About this exercise:
Leaving out the pictures, restate each record below word for word.

Information provided:
>>>>
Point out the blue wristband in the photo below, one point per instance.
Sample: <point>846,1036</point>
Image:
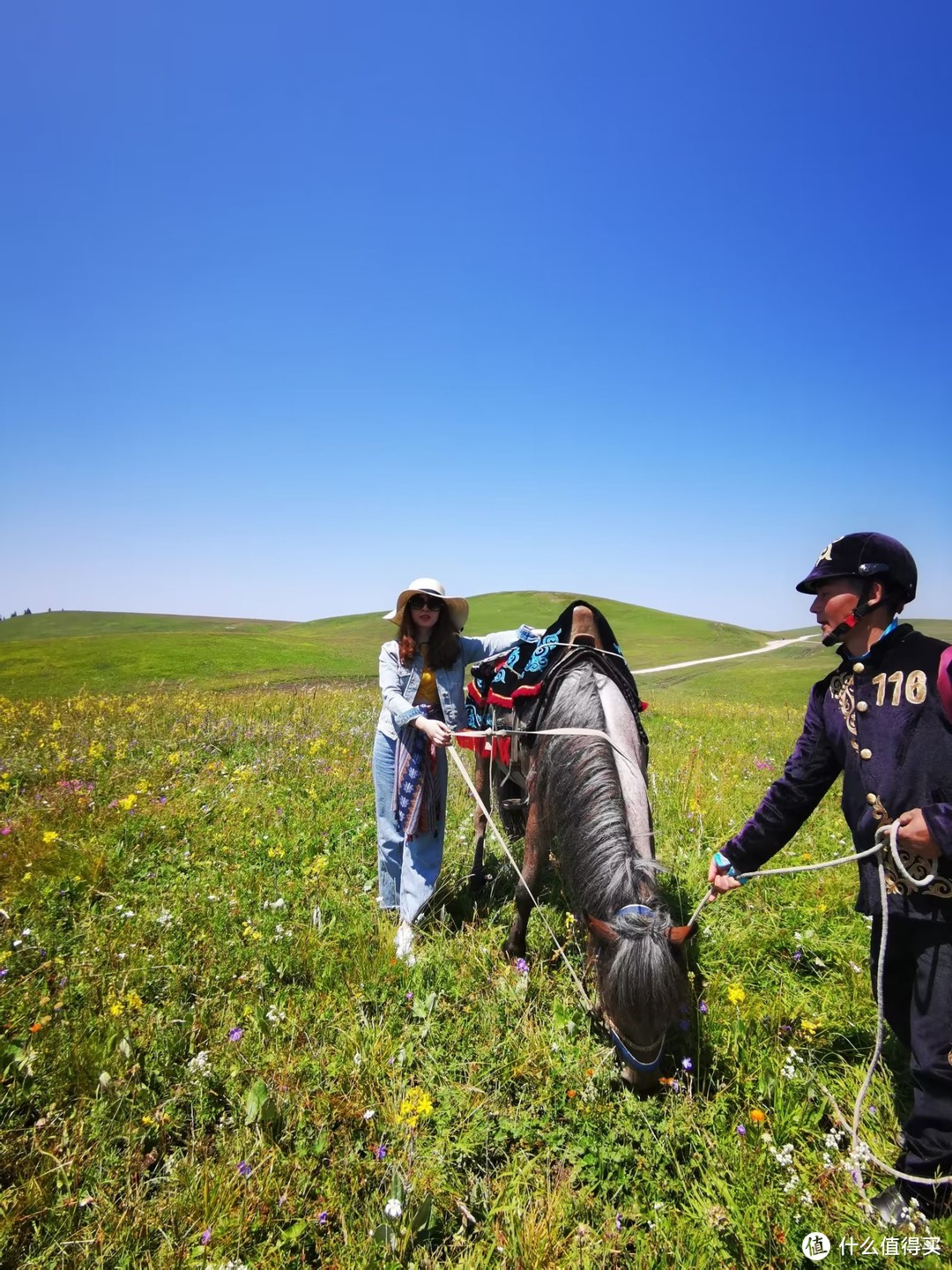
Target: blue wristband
<point>724,863</point>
<<<<
Completed exercise:
Point out the blue wristband in the photo below, one point per instance.
Sample: <point>846,1036</point>
Image:
Target: blue wristband
<point>724,863</point>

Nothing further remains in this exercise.